* _Exercise details_: Restate the records below word for word.

Labeled contour entries

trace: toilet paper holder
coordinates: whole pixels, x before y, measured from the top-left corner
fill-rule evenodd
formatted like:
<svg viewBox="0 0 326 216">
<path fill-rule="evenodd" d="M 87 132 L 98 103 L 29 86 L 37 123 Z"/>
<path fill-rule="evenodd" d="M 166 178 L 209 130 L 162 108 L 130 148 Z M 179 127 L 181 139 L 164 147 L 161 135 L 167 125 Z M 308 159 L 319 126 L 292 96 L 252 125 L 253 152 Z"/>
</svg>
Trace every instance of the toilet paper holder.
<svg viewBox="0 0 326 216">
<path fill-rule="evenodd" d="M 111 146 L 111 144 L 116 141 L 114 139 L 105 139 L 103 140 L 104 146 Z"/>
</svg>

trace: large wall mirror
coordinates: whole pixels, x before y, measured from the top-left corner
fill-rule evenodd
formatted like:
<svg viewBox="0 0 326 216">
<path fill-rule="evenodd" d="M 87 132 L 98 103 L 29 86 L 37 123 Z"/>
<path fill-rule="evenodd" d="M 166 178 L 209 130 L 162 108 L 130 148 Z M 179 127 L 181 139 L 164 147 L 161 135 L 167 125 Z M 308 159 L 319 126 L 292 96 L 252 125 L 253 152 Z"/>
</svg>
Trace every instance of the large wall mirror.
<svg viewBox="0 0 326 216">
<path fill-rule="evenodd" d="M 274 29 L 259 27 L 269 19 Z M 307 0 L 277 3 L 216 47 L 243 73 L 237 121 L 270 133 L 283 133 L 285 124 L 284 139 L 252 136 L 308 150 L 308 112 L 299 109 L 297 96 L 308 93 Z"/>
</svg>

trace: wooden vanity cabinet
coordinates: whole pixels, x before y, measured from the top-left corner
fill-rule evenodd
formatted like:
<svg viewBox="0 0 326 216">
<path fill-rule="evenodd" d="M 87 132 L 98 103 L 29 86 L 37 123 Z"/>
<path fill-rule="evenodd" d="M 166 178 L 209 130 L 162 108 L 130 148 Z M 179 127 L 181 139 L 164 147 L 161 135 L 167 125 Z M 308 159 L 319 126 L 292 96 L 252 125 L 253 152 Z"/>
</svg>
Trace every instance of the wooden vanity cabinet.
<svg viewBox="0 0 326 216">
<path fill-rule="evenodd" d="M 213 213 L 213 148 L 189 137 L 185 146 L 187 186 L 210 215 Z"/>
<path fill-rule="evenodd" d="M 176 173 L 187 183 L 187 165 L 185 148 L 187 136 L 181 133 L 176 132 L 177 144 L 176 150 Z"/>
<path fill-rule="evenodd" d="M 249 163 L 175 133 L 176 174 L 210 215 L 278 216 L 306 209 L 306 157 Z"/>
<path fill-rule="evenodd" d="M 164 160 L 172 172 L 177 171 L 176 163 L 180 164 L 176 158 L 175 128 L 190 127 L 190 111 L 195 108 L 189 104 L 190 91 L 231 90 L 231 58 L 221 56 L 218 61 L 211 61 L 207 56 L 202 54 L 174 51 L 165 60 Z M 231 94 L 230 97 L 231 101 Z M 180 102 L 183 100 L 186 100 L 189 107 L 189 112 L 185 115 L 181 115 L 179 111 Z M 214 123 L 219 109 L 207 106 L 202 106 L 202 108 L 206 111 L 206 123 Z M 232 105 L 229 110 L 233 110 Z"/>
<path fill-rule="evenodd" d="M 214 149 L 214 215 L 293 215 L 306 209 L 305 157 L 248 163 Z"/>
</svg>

* _The result_:
trace: toilet paper holder
coordinates: whole pixels, x before y, measured from the top-left corner
fill-rule evenodd
formatted like:
<svg viewBox="0 0 326 216">
<path fill-rule="evenodd" d="M 87 132 L 98 103 L 29 86 L 37 123 Z"/>
<path fill-rule="evenodd" d="M 166 178 L 209 130 L 162 108 L 130 148 Z M 179 127 L 181 139 L 164 147 L 161 135 L 167 125 Z M 308 159 L 319 126 L 292 96 L 252 125 L 253 152 Z"/>
</svg>
Trace every instance of the toilet paper holder.
<svg viewBox="0 0 326 216">
<path fill-rule="evenodd" d="M 111 146 L 111 144 L 116 141 L 114 139 L 105 139 L 103 140 L 104 146 Z"/>
</svg>

trace: large wall mirror
coordinates: whole pixels, x before y, measured from the top-left corner
fill-rule evenodd
formatted like:
<svg viewBox="0 0 326 216">
<path fill-rule="evenodd" d="M 87 132 L 98 103 L 29 86 L 37 123 Z"/>
<path fill-rule="evenodd" d="M 166 178 L 209 130 L 162 108 L 130 148 Z M 179 127 L 181 139 L 164 147 L 161 135 L 167 125 Z M 308 159 L 319 126 L 292 96 L 252 125 L 253 152 Z"/>
</svg>
Trace every instance of the large wall mirror.
<svg viewBox="0 0 326 216">
<path fill-rule="evenodd" d="M 274 29 L 259 27 L 269 19 Z M 307 0 L 277 3 L 216 47 L 243 73 L 237 121 L 270 133 L 283 133 L 285 124 L 284 139 L 252 136 L 308 150 L 308 112 L 299 109 L 297 96 L 308 93 Z"/>
</svg>

trace: wooden vanity cabinet
coordinates: whole pixels, x before y, measured from the top-left corner
fill-rule evenodd
formatted like:
<svg viewBox="0 0 326 216">
<path fill-rule="evenodd" d="M 87 132 L 98 103 L 29 86 L 37 123 Z"/>
<path fill-rule="evenodd" d="M 166 178 L 209 130 L 162 108 L 130 148 Z M 179 127 L 181 139 L 164 147 L 161 135 L 167 125 Z M 308 159 L 319 126 L 292 96 L 252 125 L 253 152 Z"/>
</svg>
Trace every instance of the wooden vanity cabinet.
<svg viewBox="0 0 326 216">
<path fill-rule="evenodd" d="M 213 213 L 213 148 L 189 137 L 185 146 L 187 186 L 210 215 Z"/>
<path fill-rule="evenodd" d="M 176 173 L 187 183 L 187 165 L 185 148 L 187 136 L 181 133 L 176 132 L 177 144 L 176 150 Z"/>
<path fill-rule="evenodd" d="M 249 163 L 175 133 L 176 174 L 210 215 L 278 216 L 306 209 L 306 157 Z"/>
<path fill-rule="evenodd" d="M 164 160 L 172 172 L 177 171 L 176 163 L 180 164 L 176 158 L 175 128 L 190 127 L 190 111 L 195 108 L 189 104 L 190 91 L 231 90 L 231 58 L 221 56 L 218 61 L 211 61 L 207 56 L 202 54 L 174 51 L 165 60 Z M 231 94 L 230 97 L 231 101 Z M 180 102 L 183 100 L 186 100 L 189 107 L 189 112 L 185 115 L 181 115 L 179 111 Z M 214 123 L 219 109 L 207 106 L 202 106 L 202 108 L 206 111 L 206 123 Z M 232 105 L 229 110 L 233 110 Z"/>
<path fill-rule="evenodd" d="M 214 149 L 214 215 L 293 215 L 306 209 L 305 157 L 248 163 Z"/>
</svg>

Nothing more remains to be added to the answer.